◆ **Do this**
Render every line of the items below as a Markdown table with two columns, "Row" and "Line": put each line's row number in the first column and the line itself in the second. Leave out any blank lines.

(Dataset records)
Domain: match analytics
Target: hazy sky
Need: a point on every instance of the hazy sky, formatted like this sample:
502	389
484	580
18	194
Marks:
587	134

◆ **The reply**
| Row | Line |
|---|---|
| 1 | Domain: match analytics |
| 2 | Target: hazy sky |
| 3 | Need: a point on every instance of the hazy sky, formatted like this sample: |
| 4 | 502	389 |
| 5 | 484	580 |
| 6 | 18	194 |
| 7 | Marks: |
| 8 | 587	134 |